Short problem ▸
Pick out every line below that contains the word "woman", treating uppercase and lowercase as different, and copy each of those lines in full.

Records for identifying positions:
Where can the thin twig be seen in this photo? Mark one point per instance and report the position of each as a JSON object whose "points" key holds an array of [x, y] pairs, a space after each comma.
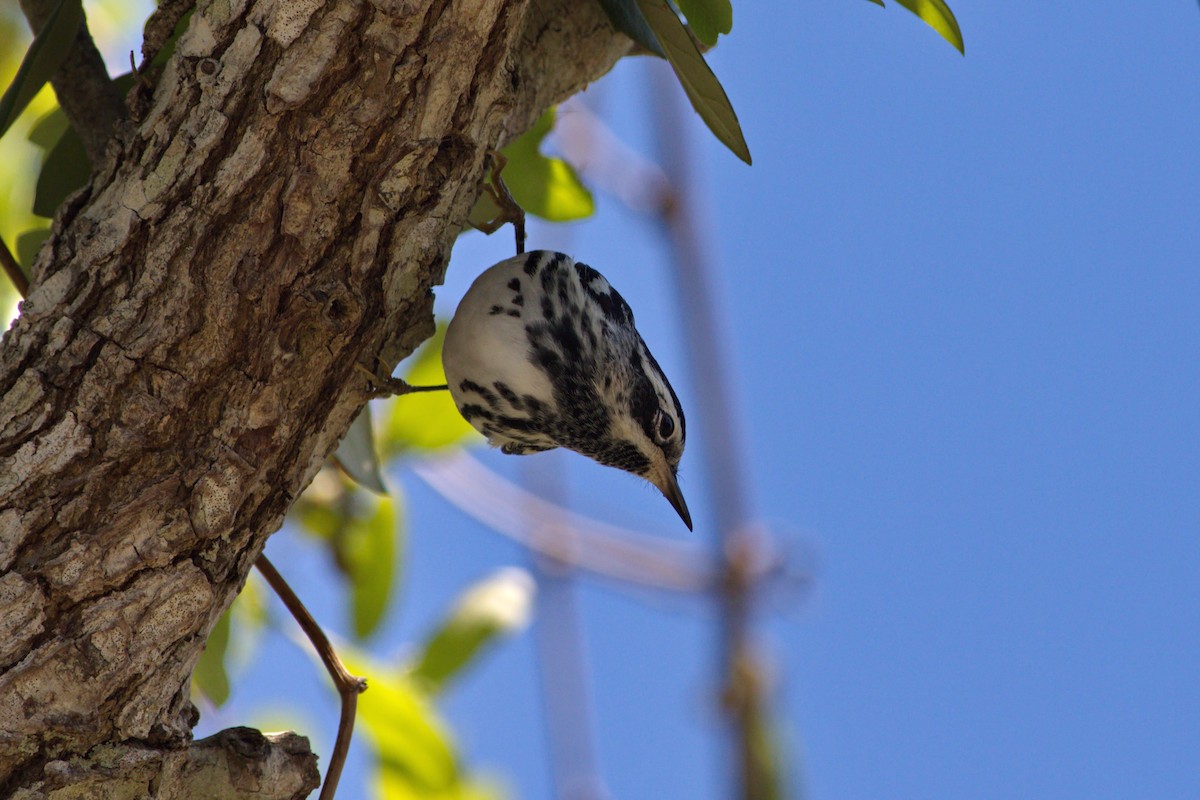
{"points": [[348, 686], [391, 386], [12, 269], [509, 209]]}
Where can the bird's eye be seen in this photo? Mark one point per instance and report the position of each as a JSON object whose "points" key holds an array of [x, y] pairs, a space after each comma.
{"points": [[666, 426]]}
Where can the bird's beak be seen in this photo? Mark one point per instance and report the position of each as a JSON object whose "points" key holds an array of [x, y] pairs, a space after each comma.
{"points": [[670, 488]]}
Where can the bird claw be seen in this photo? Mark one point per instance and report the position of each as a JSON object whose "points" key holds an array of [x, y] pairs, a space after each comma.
{"points": [[379, 386]]}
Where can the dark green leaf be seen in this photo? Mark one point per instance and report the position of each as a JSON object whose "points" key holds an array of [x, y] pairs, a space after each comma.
{"points": [[210, 677], [496, 606], [703, 89], [65, 170], [42, 60], [707, 18], [66, 167], [627, 17], [168, 47], [28, 244], [370, 555], [937, 16], [357, 453]]}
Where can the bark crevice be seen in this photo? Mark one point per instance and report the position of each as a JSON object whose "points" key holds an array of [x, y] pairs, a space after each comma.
{"points": [[186, 358]]}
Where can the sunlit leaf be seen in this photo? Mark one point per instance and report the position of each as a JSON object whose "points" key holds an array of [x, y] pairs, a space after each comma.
{"points": [[937, 14], [707, 18], [49, 128], [357, 453], [425, 421], [413, 744], [369, 554], [702, 88], [210, 677], [627, 17], [65, 170], [28, 244], [66, 167], [544, 186], [43, 58], [493, 607]]}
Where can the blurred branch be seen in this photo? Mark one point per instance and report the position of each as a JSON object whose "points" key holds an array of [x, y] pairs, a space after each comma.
{"points": [[607, 162], [562, 659], [85, 92], [739, 546], [556, 533], [348, 686]]}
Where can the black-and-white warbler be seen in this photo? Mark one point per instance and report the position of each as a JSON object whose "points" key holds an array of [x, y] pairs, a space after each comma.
{"points": [[543, 353]]}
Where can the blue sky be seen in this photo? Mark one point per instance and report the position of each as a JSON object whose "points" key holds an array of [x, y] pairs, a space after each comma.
{"points": [[960, 299]]}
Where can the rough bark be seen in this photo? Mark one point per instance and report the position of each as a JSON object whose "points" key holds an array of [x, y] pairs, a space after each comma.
{"points": [[187, 355]]}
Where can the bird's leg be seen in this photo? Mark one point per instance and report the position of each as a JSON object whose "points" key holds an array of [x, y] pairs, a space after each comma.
{"points": [[389, 386], [348, 686], [510, 210]]}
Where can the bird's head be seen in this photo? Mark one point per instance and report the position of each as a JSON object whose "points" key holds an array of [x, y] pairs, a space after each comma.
{"points": [[648, 425]]}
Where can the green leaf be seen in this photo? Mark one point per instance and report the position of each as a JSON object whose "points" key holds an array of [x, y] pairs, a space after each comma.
{"points": [[43, 58], [425, 421], [66, 167], [65, 170], [707, 18], [357, 453], [703, 89], [937, 16], [496, 606], [28, 244], [544, 186], [369, 554], [415, 750], [48, 130], [627, 17], [210, 678]]}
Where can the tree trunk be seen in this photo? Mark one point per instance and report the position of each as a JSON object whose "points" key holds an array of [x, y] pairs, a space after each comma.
{"points": [[187, 356]]}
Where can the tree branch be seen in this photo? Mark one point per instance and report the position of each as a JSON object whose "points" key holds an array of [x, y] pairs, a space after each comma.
{"points": [[185, 360], [234, 764]]}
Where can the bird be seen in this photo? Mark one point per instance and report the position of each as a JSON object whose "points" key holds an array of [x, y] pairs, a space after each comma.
{"points": [[543, 353]]}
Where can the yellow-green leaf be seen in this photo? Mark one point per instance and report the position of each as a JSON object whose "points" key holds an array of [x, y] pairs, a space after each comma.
{"points": [[425, 421], [496, 606], [43, 58], [707, 18], [702, 88], [369, 553], [937, 16], [544, 186], [210, 678], [415, 750]]}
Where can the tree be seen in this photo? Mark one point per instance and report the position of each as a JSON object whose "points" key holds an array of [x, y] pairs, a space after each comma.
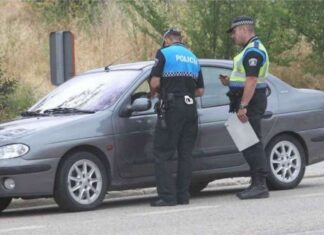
{"points": [[308, 20]]}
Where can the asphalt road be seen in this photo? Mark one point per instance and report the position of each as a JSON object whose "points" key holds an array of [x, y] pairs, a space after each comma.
{"points": [[215, 211]]}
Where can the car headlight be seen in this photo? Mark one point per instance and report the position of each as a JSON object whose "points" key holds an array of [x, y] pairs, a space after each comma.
{"points": [[13, 150]]}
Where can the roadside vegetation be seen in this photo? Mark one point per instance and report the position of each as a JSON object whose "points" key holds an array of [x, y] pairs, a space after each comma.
{"points": [[118, 31]]}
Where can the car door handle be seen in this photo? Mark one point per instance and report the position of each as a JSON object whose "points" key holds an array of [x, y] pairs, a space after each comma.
{"points": [[267, 115]]}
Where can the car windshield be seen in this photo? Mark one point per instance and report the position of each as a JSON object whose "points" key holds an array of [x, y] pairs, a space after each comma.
{"points": [[87, 92]]}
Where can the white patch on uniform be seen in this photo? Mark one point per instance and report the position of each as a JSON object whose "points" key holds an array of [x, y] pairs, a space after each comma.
{"points": [[253, 61], [156, 62]]}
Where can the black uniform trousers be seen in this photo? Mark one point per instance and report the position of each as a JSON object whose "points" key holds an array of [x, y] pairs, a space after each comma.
{"points": [[255, 155], [178, 136]]}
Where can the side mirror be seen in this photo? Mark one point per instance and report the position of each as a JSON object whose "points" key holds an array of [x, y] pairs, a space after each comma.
{"points": [[140, 104]]}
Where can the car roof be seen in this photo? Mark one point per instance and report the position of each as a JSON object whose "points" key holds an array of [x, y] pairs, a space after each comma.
{"points": [[148, 64]]}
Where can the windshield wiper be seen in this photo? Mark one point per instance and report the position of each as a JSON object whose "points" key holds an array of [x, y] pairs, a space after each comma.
{"points": [[66, 110], [32, 114]]}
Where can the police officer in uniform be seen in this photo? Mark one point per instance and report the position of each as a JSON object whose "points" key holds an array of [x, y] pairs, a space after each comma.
{"points": [[176, 78], [248, 97]]}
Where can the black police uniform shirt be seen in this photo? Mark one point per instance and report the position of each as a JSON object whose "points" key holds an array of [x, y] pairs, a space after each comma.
{"points": [[253, 59], [178, 83]]}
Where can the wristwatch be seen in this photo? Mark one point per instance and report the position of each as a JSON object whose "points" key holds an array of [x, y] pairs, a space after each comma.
{"points": [[243, 106]]}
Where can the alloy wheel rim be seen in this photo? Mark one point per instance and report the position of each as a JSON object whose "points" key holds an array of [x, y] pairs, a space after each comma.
{"points": [[285, 161], [84, 182]]}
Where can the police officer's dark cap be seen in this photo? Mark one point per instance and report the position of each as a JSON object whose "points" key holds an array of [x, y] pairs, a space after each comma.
{"points": [[173, 32], [240, 20]]}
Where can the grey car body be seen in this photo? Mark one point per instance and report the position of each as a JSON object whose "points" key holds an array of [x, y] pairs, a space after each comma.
{"points": [[118, 131]]}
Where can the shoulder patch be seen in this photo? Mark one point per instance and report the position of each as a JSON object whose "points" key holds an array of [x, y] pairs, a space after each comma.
{"points": [[156, 61]]}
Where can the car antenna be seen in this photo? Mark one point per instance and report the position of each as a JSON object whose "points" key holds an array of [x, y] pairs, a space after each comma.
{"points": [[107, 69]]}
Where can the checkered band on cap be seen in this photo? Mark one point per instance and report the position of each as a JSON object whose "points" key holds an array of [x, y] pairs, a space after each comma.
{"points": [[240, 20], [244, 22]]}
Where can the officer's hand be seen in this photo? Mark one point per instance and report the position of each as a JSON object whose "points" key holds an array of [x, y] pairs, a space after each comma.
{"points": [[224, 79], [241, 114]]}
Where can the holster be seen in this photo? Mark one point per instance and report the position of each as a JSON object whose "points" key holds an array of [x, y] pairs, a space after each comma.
{"points": [[160, 109], [235, 97]]}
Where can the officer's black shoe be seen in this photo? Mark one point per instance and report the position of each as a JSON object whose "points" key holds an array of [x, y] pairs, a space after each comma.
{"points": [[161, 202], [259, 190]]}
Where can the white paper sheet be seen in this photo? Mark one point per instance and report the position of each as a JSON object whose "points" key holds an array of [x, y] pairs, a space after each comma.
{"points": [[242, 133]]}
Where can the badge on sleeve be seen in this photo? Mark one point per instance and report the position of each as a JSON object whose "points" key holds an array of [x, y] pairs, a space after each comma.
{"points": [[253, 61], [156, 62]]}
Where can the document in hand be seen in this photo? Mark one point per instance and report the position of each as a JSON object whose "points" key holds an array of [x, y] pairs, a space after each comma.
{"points": [[242, 133]]}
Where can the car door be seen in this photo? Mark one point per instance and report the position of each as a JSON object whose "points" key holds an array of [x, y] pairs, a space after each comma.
{"points": [[215, 148], [134, 137]]}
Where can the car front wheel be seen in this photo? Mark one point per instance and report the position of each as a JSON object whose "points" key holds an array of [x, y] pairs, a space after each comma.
{"points": [[4, 203], [81, 182], [286, 161]]}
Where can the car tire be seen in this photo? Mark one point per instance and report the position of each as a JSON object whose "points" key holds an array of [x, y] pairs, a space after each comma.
{"points": [[286, 162], [196, 187], [81, 182], [4, 203]]}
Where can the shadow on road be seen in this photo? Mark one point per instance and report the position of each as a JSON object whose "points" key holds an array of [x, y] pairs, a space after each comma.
{"points": [[121, 201]]}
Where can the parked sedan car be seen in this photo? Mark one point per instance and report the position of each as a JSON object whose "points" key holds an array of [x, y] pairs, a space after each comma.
{"points": [[94, 133]]}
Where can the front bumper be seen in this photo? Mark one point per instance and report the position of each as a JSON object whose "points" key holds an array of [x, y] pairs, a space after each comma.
{"points": [[34, 178]]}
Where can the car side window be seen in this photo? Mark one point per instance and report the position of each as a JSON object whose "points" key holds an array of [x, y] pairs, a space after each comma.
{"points": [[141, 91], [215, 92]]}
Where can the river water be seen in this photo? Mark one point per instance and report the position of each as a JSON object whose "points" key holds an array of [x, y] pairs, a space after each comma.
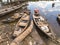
{"points": [[50, 13]]}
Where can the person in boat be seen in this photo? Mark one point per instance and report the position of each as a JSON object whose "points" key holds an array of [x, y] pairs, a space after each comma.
{"points": [[36, 11], [53, 5]]}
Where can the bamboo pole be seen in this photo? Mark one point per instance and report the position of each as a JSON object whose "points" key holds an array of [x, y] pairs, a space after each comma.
{"points": [[23, 35]]}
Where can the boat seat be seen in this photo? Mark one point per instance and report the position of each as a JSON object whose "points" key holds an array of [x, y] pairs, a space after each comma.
{"points": [[22, 24]]}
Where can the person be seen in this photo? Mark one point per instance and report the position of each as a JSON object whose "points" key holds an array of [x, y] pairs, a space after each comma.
{"points": [[53, 5], [36, 11]]}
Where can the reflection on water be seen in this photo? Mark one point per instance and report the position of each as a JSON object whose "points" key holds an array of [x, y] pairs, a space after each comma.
{"points": [[46, 10]]}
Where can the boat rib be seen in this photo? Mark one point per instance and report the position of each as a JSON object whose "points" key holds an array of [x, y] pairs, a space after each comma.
{"points": [[17, 40]]}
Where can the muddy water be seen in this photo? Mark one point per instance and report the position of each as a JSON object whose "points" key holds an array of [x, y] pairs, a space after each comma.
{"points": [[46, 10]]}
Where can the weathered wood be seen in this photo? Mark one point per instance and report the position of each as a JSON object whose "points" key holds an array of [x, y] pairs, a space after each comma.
{"points": [[21, 25], [8, 10], [23, 35], [43, 25]]}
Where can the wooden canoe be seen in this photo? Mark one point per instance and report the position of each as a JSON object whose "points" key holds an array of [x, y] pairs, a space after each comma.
{"points": [[13, 18], [43, 25], [20, 38], [22, 25]]}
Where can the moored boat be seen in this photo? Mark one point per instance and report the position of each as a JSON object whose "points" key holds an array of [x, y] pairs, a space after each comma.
{"points": [[58, 18], [22, 24], [14, 17], [43, 25], [21, 37]]}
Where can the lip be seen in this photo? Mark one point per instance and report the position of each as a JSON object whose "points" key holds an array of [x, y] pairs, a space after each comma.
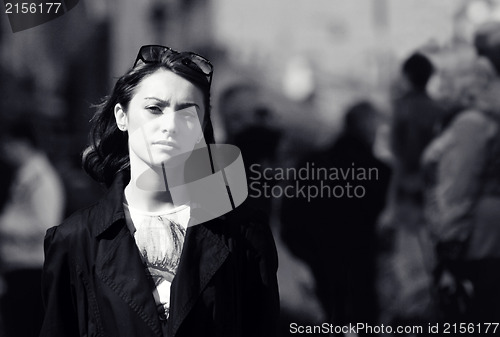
{"points": [[166, 143]]}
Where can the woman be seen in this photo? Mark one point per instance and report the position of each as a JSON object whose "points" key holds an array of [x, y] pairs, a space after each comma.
{"points": [[135, 264]]}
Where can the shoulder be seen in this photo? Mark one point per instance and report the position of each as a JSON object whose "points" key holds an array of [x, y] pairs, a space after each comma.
{"points": [[73, 230]]}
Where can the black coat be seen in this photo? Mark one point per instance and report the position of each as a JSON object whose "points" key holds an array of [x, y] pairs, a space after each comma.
{"points": [[95, 283]]}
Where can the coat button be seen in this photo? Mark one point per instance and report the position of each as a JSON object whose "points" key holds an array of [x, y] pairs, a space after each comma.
{"points": [[163, 315]]}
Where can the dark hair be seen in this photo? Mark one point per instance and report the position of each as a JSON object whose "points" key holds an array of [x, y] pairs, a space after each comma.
{"points": [[107, 153], [419, 69]]}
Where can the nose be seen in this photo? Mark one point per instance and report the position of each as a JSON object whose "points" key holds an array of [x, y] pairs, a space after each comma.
{"points": [[168, 121]]}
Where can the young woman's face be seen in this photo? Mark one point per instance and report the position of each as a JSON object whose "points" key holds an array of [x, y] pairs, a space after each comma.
{"points": [[163, 119]]}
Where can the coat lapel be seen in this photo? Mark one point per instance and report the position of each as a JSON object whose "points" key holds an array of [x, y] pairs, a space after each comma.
{"points": [[120, 266], [203, 254]]}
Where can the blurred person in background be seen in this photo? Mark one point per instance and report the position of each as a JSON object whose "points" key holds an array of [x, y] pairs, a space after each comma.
{"points": [[35, 202], [415, 121], [463, 189], [140, 262], [335, 236], [416, 118]]}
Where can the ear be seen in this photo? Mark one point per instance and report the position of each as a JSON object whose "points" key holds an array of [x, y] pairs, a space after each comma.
{"points": [[121, 117]]}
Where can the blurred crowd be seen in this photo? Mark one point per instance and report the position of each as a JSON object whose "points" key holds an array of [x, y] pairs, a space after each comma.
{"points": [[419, 246]]}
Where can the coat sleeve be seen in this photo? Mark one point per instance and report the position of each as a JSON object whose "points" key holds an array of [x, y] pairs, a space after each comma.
{"points": [[260, 305], [57, 291]]}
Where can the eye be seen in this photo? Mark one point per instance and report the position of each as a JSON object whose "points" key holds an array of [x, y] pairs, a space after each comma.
{"points": [[154, 109], [188, 112]]}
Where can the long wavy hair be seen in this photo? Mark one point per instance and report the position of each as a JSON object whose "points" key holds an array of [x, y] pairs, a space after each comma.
{"points": [[107, 152]]}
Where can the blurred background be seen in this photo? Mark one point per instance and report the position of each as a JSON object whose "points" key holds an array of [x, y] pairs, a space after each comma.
{"points": [[286, 74]]}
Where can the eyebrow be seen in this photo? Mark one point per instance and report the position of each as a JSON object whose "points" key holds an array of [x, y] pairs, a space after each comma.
{"points": [[179, 106]]}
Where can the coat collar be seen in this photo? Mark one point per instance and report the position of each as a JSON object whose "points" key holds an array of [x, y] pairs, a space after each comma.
{"points": [[203, 253], [110, 208]]}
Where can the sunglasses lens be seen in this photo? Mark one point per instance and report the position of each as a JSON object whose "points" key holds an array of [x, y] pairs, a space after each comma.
{"points": [[153, 54]]}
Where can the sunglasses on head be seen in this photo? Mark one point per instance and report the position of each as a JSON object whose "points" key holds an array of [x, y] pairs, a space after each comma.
{"points": [[155, 53]]}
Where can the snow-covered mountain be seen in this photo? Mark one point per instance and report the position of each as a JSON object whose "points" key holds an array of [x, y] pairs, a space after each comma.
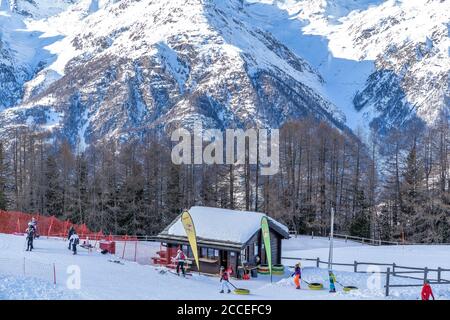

Complete output ▸
Where can the woman be seen in this photo? Mark one point per instance and report the position of each as a JSON object whose "points" key holds an array of [x, y] pairs, a space after each comma.
Where can the young woman's face be seen in this photo? Mark one point per instance and report the position of each as a JSON object whose "points" key holds an array of [x, y] pairs, a space after each comma.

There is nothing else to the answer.